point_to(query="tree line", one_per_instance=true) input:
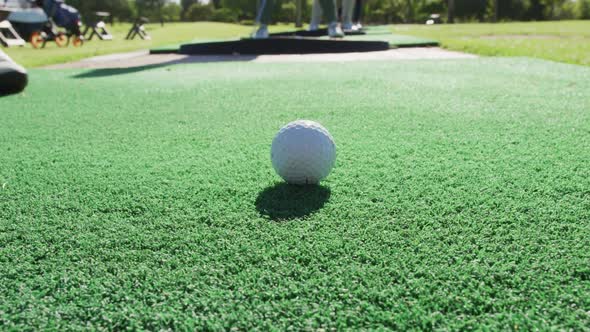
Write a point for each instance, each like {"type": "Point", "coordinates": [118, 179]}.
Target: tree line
{"type": "Point", "coordinates": [376, 11]}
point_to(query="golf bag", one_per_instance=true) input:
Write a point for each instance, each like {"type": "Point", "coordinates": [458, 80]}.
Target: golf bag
{"type": "Point", "coordinates": [62, 15]}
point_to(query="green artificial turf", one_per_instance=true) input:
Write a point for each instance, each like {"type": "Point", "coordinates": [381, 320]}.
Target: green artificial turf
{"type": "Point", "coordinates": [564, 41]}
{"type": "Point", "coordinates": [145, 198]}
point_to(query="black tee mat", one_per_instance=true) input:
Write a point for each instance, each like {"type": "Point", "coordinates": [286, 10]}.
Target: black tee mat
{"type": "Point", "coordinates": [314, 33]}
{"type": "Point", "coordinates": [283, 45]}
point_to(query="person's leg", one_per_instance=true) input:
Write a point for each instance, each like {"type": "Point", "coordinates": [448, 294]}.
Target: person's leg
{"type": "Point", "coordinates": [13, 78]}
{"type": "Point", "coordinates": [358, 13]}
{"type": "Point", "coordinates": [263, 19]}
{"type": "Point", "coordinates": [329, 10]}
{"type": "Point", "coordinates": [316, 16]}
{"type": "Point", "coordinates": [347, 9]}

Task statement:
Change "golf bag" to "golf cart" throughout the lines above, keeping everything else the same, and leave the pictures out of your answer.

Exercise answer:
point_to(query="tree line", one_per_instance=true) input:
Write a point for each instance, each like {"type": "Point", "coordinates": [118, 179]}.
Target: tree line
{"type": "Point", "coordinates": [376, 11]}
point_to(query="golf cart", one_per_instance=true) input:
Write a point for each instance, each like {"type": "Point", "coordinates": [458, 80]}.
Target: golf cart
{"type": "Point", "coordinates": [62, 15]}
point_to(query="green artificial turf", one_per_instance=true) input:
Write a point for each instance, each like {"type": "Point", "coordinates": [381, 320]}.
Target: green artificial turf
{"type": "Point", "coordinates": [564, 41]}
{"type": "Point", "coordinates": [145, 198]}
point_to(query="black tee mat", one_per_instance=true) input:
Write a point for each instance, each like {"type": "Point", "coordinates": [286, 10]}.
Target: black tee mat
{"type": "Point", "coordinates": [314, 33]}
{"type": "Point", "coordinates": [283, 45]}
point_to(query="person's leg", one_per_instance=true) input:
Write a point for each instance, each like {"type": "Point", "coordinates": [448, 294]}.
Target: person's leg
{"type": "Point", "coordinates": [13, 78]}
{"type": "Point", "coordinates": [358, 13]}
{"type": "Point", "coordinates": [263, 19]}
{"type": "Point", "coordinates": [329, 10]}
{"type": "Point", "coordinates": [316, 16]}
{"type": "Point", "coordinates": [347, 9]}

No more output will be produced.